## Set exercise 1
In the Twitter marketing text, what does Rachel advise following?

## Document

Elizabeth suggests using branded images, which makes your content recognizable on social media. She also says you can get involved in Twitter chats to establish your brand’s voice.

Varun’s advice is to build a relationship with your audience and don’t forget to connect with book lovers and reviewers as well. This is essential for book marketing!

Make sure you aren’t ignoring your fans on Twitter. Take the time to engage with them and build a relationship.

Cheval recommends focusing on providing valuable content for your audience. This will help you bring in new followers and build your brand’s presence overall.

David also said to share your insights and expertise to provide value to your audience. He had a great idea of sharing your writing process for a little behind-the-scenes content.

Q5: What’s the best way to build relationships on Twitter?

Now that we’ve already mentioned the importance of building relationships on Twitter, you need to know how to actually going about it. So, what’s the secret to connecting with your audience? Check out this advice:

Rachel’s advice is to follow people who are your ideal readers. Make the time to interact with them. They’ll take notice! This is the start of building a relationship with new people so you have to be willing to put yourself out there.

## Set exercise 2
From the records that follow, pick out every line containing the string "chili".

## Given information
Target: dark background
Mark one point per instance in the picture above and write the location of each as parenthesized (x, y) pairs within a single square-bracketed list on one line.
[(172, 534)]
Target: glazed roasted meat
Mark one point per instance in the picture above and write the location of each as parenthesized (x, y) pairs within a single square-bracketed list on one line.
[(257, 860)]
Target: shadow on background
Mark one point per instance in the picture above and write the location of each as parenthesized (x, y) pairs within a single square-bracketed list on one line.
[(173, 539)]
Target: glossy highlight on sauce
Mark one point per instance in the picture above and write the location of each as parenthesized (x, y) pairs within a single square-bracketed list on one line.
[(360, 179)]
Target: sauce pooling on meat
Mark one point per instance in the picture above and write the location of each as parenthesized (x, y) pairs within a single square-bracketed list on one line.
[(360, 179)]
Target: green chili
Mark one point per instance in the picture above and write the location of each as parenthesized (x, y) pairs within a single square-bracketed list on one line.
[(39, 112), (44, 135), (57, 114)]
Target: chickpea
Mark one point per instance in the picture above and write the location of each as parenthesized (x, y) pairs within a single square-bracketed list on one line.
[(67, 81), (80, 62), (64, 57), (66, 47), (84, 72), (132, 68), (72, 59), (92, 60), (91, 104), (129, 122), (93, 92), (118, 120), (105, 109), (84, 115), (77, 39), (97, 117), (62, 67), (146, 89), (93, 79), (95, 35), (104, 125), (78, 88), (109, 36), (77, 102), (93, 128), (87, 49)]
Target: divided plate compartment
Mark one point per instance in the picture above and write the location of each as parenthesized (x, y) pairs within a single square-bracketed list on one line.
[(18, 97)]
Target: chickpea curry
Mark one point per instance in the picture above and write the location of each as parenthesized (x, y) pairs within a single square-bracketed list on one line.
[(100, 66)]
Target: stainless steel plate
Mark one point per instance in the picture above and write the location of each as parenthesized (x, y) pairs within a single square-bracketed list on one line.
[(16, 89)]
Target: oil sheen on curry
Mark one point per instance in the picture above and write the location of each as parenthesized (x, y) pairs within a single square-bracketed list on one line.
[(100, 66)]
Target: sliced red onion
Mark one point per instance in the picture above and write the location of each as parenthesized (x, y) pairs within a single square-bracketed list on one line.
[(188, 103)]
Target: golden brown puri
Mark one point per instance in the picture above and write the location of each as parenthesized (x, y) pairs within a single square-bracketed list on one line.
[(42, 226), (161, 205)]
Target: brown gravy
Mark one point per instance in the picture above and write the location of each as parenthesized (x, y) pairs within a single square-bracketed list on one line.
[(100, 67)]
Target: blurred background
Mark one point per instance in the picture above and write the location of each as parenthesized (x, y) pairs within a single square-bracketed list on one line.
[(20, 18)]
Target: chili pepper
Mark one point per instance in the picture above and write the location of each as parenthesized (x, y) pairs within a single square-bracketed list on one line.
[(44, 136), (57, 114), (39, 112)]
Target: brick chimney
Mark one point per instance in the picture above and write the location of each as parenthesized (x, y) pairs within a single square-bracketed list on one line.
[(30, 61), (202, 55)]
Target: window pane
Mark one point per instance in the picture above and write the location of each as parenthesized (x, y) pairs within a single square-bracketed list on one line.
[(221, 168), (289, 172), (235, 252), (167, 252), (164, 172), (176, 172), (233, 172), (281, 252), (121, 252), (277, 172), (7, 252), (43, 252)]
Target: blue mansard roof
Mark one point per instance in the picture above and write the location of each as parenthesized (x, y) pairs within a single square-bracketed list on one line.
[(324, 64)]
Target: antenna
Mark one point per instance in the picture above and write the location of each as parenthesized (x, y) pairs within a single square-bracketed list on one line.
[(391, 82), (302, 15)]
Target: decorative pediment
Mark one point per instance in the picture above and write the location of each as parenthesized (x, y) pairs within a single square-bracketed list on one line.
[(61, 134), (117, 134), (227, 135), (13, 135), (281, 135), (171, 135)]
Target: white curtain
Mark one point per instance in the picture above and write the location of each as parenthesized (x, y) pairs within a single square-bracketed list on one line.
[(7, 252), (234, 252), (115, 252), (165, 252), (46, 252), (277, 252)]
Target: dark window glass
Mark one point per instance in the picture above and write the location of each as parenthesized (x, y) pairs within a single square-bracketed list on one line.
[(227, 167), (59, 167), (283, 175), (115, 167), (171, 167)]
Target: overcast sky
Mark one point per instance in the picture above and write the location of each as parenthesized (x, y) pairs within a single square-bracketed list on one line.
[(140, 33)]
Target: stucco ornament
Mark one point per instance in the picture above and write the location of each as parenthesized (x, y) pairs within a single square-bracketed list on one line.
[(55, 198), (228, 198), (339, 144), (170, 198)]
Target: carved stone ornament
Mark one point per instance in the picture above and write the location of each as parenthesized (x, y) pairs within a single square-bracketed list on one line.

## Exercise response 1
People who are your ideal readers.

## Exercise response 2
Target: green chili
Target: chili pepper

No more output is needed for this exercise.